_READING TEXT_
*** Block opens ***

If you asked your average environmentalist what policymakers ought to be doing to help green the world’s energy supplies, you’d usually get an answer focused on incentivizing renewables like wind and solar power through lavish government subsidies. But those enviro-mental activists won’t tell you about renewables’ intermittency problems—the fact that they can’t provide power when the sun isn’t shining and the wind isn’t blowing—and they’ll surely gloss over the fact that those necessary subsidies will be paid for in the end by higher electricity bills.
But there is a power source out there capable of providing consistent baseload power without greenhouse gas emissions. Nuclear energy remains anathema to the modern environmental movement in large part over concerns of catastrophic meltdowns and difficulties associated with disposing nuclear waste, but a new crop of nuclear power technologies is in the offing that could help address those concerns. As the New York Times reports, the U.S. Department of Energy is helping fund its development:
The Energy Department said it would provide up to $40 million each to two companies, X-energy and Southern Company, over about five years to help develop the alternative reactor designs. As a start, the department, which announced the investments last Friday, is giving each company $6 million this year. […]
X-energy is working on a so-called pebble bed reactor, in which the uranium fuel is contained in ceramic- and graphite-covered balls rather than long, thin rods, and is cooled by gas rather than water. In such a design, the fuel cannot melt down in an accident, so a reactor should be able to be safely located close to population centers.

*** Block closes ***

_STUDY MATERIAL_
*** Block opens ***

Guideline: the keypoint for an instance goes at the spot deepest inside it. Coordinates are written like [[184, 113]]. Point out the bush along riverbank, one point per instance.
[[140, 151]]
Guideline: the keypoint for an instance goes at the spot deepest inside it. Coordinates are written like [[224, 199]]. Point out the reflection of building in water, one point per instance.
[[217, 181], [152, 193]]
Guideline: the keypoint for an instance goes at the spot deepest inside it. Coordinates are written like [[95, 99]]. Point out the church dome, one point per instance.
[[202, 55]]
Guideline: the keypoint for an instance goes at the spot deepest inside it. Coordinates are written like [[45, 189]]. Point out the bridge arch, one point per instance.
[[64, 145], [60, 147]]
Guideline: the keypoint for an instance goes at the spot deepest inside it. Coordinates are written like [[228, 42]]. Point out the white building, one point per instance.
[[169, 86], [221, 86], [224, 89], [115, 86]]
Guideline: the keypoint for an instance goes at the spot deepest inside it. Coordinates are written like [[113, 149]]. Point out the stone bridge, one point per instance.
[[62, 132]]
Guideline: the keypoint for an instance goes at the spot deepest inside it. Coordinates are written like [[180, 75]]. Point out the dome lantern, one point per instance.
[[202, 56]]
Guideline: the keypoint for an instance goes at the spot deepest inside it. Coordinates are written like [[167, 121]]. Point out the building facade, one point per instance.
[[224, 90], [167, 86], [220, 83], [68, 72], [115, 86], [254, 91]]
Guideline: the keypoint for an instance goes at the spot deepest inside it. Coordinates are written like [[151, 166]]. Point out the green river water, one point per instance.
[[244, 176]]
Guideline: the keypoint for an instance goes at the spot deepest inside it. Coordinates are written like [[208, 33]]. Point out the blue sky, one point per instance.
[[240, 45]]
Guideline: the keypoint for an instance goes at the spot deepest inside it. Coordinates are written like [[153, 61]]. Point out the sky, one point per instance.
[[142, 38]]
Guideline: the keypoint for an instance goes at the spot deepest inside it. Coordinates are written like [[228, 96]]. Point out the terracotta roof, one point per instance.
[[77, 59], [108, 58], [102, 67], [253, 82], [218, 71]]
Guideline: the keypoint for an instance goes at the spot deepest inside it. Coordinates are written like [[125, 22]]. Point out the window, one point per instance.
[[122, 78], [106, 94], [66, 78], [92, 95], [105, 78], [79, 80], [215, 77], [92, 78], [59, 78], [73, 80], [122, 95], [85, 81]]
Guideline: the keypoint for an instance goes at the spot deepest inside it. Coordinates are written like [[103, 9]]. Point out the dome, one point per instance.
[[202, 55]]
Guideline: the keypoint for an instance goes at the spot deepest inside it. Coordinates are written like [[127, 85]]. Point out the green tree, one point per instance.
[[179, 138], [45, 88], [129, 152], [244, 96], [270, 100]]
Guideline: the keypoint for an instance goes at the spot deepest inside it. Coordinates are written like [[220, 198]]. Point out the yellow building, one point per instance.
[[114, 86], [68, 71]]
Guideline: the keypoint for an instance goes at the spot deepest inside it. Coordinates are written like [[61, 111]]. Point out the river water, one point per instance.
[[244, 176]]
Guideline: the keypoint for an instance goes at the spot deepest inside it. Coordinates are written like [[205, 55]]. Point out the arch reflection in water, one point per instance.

*** Block closes ***

_YOUR OBJECTIVE_
Transcribe the part of the nuclear energy article that starts with the words "If you asked" and stops after the words "higher electricity bills.", keeping its wording and punctuation unchanged.

_TASK OUTPUT_
If you asked your average environmentalist what policymakers ought to be doing to help green the world’s energy supplies, you’d usually get an answer focused on incentivizing renewables like wind and solar power through lavish government subsidies. But those enviro-mental activists won’t tell you about renewables’ intermittency problems—the fact that they can’t provide power when the sun isn’t shining and the wind isn’t blowing—and they’ll surely gloss over the fact that those necessary subsidies will be paid for in the end by higher electricity bills.